**SET TASK 1:** According to the Archipelago Multi-Importer page, which data sources are currently enabled?

**TEXT TO READ:**
────────────────────────────────────────

Archipelago Multi-Importer (AMI)
Archipelago Multi-Importer (AMI) is a module for batch/bulk/mass ingests of Archipelago digital objects (ADOs) and collections. AMI also enables you to perform batch administrative actions, such as updating, patching/revising, or deleting digital objects and collections. AMI's Solr Importer plugin can be used to create AMI ingests and migrating content from existing Solr-sourcable digital repositories (such as Islandora 7).
AMI Overview and Under-the-Hood Explanations
From the desk of Diego Pino
AMI provides Tabulated data ingest for ADOs with customizable input plugins. Each Spreadsheet (or Google Spreadsheet) goes through a Configuration Multi-step setup and generates at the end an AMI Set. AMI Sets then can be enqueued or directly ingested, its generated Objects purged and reingested again, its source data (generated and enriched with UUIDS) CSV replaced, improved and uploaded again and ingested.
Learn More about Metadata in Archipelago and AMI
Please review the Metadata in Archipelago overview to learn about Archipelago's unique approach to metadata and how this applies in the context of AMI set adminstration.
Click to read the full AMI 0.4.0 (Archipelago - 1.0.0) Pre-Release Notes.
Setup Steps
AMI has Ingest, Update and Patch capabilities. AMI has a plugin system to fetch data. The data can come from multiple sources and right now CSV/EXCEL or Google Spreadsheets are the ones enabled. It does parent/children validation, makes sure that parents are ingested first, cleans broken relationships, allows arbitrary multi relations to be generated in a single ROW (ismemberof, partOf, etc) pointing to other rows or existing ADOs (via UUIDs) and can process rows directly as JSON or preprocessed via a Metadata Display entity (twig template) capable of producing JSON output. These templates can be configured by “type”, Articles v/s 3DModel can have different ones. Even which columns contain Files can be configured at that level.
AMI Set Entity
Ami Sets are special custom entities that hold an Ingest Strategy generated via the previous Setup steps (as JSON with all it's settings), a CSV with data imported from the original source (with UUIDs prepopulated if they were not provided by the user). These AMI sets are simpler and faster than “batch sets” because they do not have a single entry per Object to be ingested. All data lives in a CSV. This means the CSV of an AMI set can be corrected and reuploaded. Users can then Process a Set either putting the to be ingested ADOs in the queue and let Hydroponics Service do the rest or directly via Batch on the UI. ADOs generated by a set can also be purged from there. These sets can also be created manually if needed of any of the chosen settings modified anytime. Which AMI set generated the Ingest is also tracked in a newly created ADO’s JSON and any other extra data (or fixed data e.g common Rights statements, or LoD) can be provided by a Twig Template. Ingest is amazingly fast. We monitored Ingest with Remote URL(islandora Datastreams) files of 15Mbytes average at a speed of 2 seconds per Object (including all post processing) continuously for a set of 100+.

────────────────────────────────────────

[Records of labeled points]
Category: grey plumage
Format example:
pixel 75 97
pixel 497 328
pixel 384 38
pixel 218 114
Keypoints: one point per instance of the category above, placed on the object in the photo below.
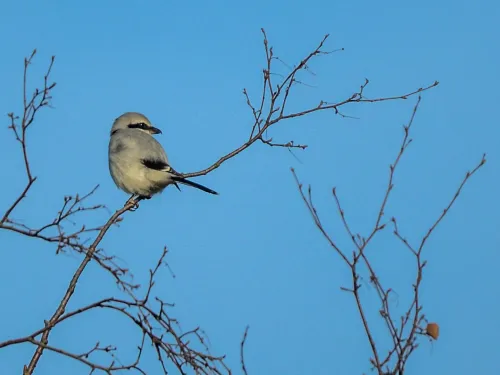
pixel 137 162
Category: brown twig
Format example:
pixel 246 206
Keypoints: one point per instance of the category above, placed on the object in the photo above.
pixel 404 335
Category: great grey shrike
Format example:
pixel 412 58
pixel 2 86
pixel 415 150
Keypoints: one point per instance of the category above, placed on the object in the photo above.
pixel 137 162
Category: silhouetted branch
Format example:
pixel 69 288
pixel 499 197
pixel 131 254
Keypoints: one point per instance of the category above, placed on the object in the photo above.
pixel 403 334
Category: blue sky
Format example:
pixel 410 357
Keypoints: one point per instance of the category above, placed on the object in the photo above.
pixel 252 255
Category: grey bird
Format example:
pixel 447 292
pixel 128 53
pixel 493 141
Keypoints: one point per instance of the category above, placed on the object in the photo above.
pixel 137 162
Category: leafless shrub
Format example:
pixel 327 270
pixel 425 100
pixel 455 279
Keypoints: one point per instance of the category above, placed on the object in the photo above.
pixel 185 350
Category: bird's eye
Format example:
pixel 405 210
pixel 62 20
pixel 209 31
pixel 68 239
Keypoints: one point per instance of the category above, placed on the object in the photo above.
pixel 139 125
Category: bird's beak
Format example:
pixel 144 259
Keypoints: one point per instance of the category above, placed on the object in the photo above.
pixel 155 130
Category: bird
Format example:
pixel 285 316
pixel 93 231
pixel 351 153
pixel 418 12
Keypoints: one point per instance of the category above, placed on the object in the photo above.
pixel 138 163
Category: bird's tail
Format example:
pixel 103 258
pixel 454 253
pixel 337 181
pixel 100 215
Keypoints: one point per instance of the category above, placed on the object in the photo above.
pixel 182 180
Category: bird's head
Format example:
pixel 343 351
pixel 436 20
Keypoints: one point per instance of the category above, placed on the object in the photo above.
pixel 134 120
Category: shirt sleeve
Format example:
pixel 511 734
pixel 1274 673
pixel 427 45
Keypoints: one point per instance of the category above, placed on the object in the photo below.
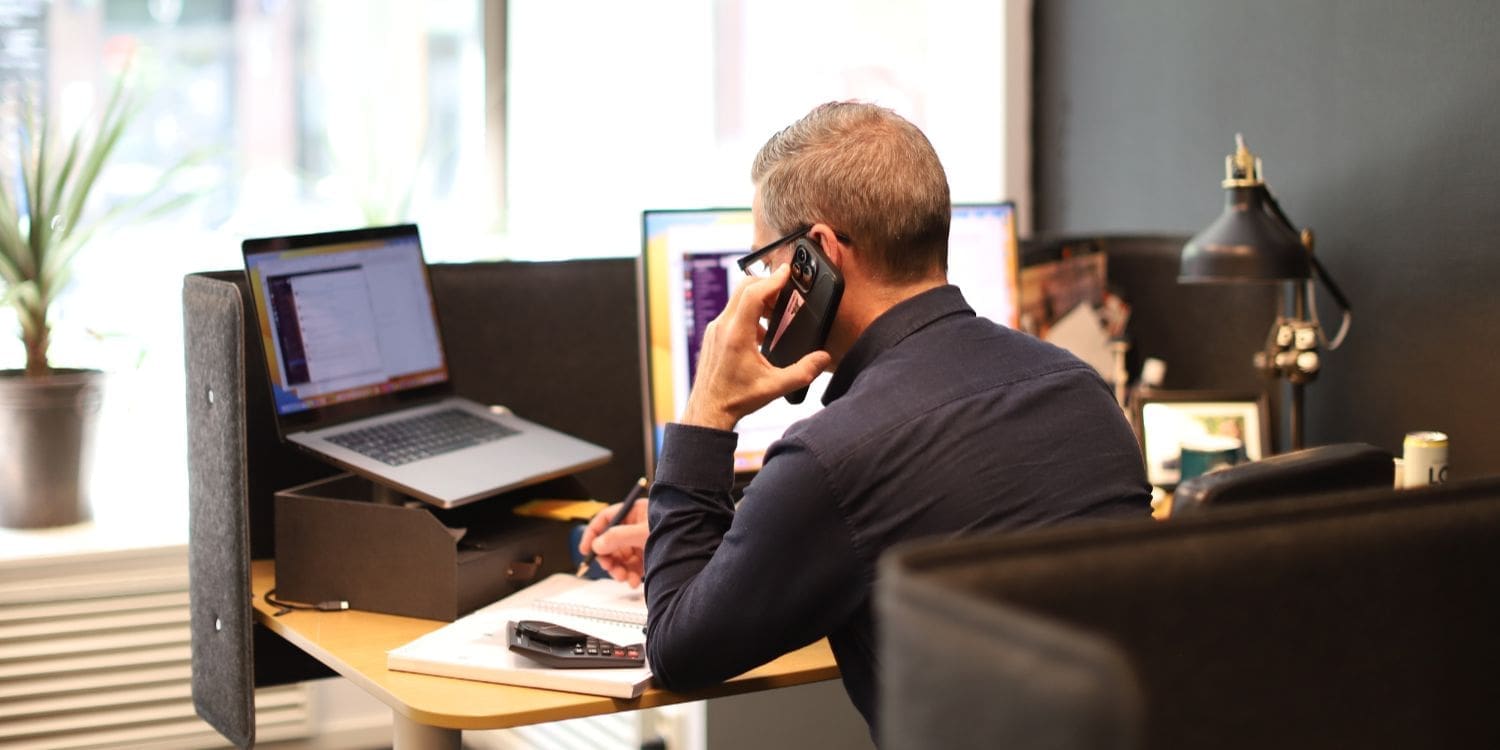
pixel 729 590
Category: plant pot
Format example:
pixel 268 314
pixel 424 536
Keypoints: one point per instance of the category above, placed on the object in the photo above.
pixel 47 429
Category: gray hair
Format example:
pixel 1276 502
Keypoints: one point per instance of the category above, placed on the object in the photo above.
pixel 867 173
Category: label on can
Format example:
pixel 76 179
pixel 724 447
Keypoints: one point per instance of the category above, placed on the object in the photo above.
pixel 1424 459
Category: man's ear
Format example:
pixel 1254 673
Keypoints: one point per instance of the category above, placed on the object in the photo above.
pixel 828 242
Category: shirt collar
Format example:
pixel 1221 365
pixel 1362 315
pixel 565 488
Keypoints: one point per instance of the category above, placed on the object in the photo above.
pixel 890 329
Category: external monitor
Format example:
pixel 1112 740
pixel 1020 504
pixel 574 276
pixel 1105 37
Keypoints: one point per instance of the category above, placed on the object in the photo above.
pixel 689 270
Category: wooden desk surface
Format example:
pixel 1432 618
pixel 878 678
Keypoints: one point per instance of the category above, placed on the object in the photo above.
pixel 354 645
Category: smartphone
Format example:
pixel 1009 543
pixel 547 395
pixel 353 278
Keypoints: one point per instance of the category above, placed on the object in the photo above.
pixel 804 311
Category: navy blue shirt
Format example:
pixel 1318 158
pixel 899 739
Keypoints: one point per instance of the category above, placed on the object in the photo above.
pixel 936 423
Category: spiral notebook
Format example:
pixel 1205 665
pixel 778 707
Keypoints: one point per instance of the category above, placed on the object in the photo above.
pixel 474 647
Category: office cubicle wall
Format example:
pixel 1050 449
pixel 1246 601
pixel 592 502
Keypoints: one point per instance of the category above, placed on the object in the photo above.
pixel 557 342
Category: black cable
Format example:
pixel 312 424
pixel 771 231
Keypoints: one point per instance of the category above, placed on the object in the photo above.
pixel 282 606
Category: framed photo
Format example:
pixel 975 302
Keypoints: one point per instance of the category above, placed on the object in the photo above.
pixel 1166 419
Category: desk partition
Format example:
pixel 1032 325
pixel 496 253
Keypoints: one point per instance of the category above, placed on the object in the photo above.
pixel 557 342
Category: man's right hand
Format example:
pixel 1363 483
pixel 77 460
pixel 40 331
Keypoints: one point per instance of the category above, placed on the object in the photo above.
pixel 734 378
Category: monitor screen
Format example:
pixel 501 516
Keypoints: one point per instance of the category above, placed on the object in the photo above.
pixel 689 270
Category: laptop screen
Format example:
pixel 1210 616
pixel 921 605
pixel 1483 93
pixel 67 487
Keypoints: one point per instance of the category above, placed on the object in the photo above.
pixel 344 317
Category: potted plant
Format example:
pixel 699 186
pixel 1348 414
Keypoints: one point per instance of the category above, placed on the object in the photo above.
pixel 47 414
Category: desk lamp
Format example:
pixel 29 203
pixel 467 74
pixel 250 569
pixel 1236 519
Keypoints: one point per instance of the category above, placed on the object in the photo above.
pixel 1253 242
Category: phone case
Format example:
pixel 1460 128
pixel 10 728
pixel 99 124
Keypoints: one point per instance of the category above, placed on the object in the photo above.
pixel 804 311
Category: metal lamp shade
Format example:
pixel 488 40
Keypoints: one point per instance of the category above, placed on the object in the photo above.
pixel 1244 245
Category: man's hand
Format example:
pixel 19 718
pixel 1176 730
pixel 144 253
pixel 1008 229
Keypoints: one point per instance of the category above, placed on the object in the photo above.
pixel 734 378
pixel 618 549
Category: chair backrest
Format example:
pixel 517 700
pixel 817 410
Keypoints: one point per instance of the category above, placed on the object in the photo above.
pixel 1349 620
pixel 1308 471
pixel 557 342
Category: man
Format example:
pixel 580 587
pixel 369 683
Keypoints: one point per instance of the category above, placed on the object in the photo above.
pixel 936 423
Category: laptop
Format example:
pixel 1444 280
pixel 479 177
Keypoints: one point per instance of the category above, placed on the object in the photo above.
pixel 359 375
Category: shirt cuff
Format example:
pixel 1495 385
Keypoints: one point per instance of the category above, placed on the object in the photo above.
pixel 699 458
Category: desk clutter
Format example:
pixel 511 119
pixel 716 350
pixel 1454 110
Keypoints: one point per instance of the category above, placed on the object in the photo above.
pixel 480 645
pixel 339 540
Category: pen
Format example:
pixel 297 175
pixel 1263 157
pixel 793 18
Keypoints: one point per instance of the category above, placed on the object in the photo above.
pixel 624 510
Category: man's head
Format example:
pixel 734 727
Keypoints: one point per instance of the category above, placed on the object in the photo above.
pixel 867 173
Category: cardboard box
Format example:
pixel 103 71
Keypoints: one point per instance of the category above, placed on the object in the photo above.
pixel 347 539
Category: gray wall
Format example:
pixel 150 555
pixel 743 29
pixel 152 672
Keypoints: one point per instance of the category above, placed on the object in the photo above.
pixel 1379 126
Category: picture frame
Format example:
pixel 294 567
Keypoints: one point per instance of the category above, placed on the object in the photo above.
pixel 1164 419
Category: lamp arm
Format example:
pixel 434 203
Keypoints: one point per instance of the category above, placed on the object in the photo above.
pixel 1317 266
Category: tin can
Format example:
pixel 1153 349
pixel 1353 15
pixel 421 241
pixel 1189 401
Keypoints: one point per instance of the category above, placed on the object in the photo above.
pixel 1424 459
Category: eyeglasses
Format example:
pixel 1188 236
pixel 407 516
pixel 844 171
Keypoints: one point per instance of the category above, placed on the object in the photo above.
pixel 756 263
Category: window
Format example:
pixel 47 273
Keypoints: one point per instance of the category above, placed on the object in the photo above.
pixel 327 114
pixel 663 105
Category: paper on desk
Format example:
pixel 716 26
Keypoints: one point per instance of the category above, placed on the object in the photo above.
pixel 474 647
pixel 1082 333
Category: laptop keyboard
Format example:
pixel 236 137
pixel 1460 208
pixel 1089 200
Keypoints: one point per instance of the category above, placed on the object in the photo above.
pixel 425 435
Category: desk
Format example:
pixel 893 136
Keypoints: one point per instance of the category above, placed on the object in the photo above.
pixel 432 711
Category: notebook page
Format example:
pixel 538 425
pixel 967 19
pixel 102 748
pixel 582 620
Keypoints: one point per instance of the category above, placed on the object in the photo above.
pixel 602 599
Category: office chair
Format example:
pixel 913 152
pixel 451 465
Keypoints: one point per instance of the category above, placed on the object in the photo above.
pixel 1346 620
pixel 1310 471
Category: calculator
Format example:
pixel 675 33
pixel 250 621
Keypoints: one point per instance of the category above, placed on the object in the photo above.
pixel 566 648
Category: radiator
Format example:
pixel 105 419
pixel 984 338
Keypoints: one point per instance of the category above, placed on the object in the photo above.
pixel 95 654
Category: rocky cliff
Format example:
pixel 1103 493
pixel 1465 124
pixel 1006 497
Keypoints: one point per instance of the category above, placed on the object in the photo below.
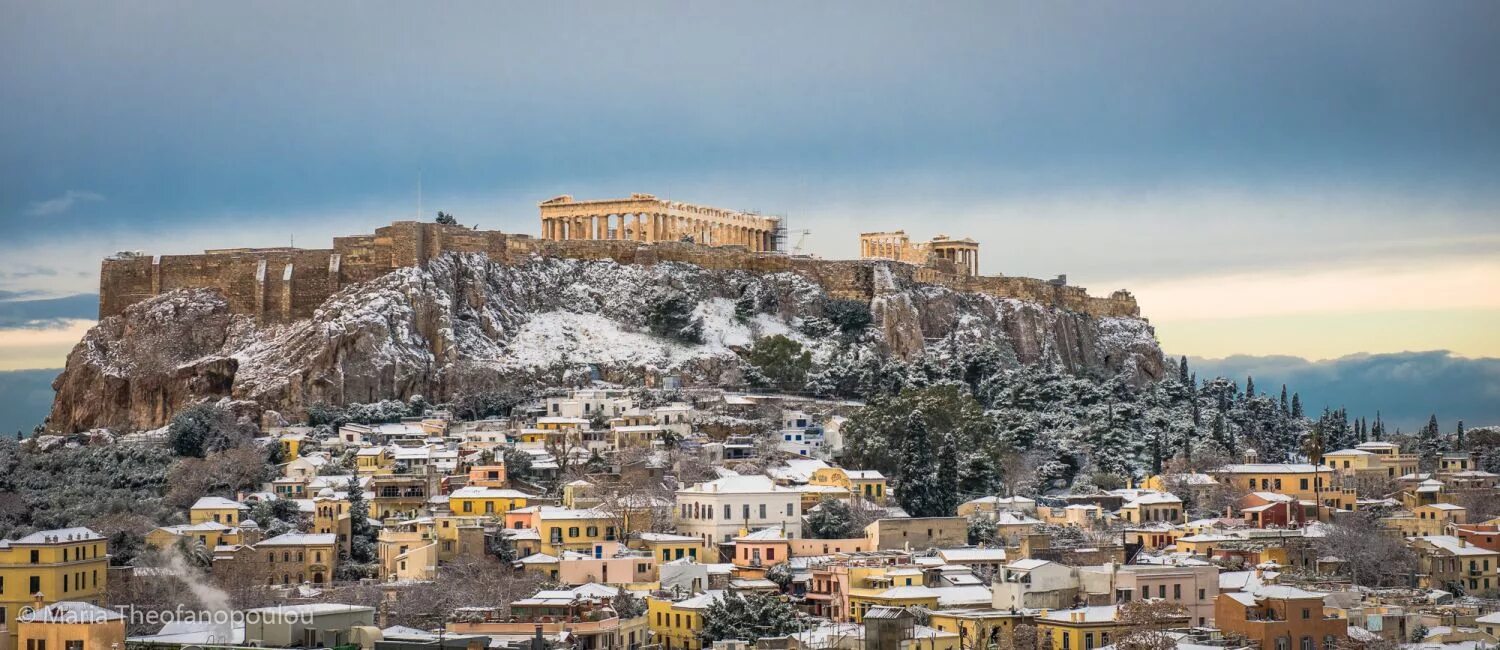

────────────────────────────────────────

**SET TASK 2:** In the entries, swap "Format example" for "Sample format" in the lines starting with the line that contains "Category: bird's beak" and going on through the line that contains "pixel 47 429", leaving everything else unchanged. Give only those lines, without the pictures.

**EXERCISE RESPONSE 1:** CSV/EXCEL and Google Spreadsheets.

**EXERCISE RESPONSE 2:**
Category: bird's beak
Sample format:
pixel 144 259
Keypoints: one point per instance of the category above, placed on the object in the photo above.
pixel 155 130
Category: bird
Sample format:
pixel 285 316
pixel 93 231
pixel 351 153
pixel 418 12
Keypoints: one point per instance of the category above, placed on the object in the photo above.
pixel 138 163
Category: bird's tail
Sample format:
pixel 103 258
pixel 454 253
pixel 337 181
pixel 100 215
Keypoints: one point per instance of the category above, placed on the object in the photo above.
pixel 182 180
Category: bird's head
Sample format:
pixel 343 351
pixel 436 20
Keypoints: one point per instance of the category above, placed on the object in the photo above.
pixel 134 120
Category: shirt sleeve
Sample format:
pixel 511 734
pixel 1274 673
pixel 427 45
Keypoints: one point per instance of the category above, placed on the object in the photo below.
pixel 729 590
Category: plant pot
Sample format:
pixel 268 314
pixel 424 536
Keypoints: one point per instance of the category above, placed on the object in the photo above.
pixel 47 429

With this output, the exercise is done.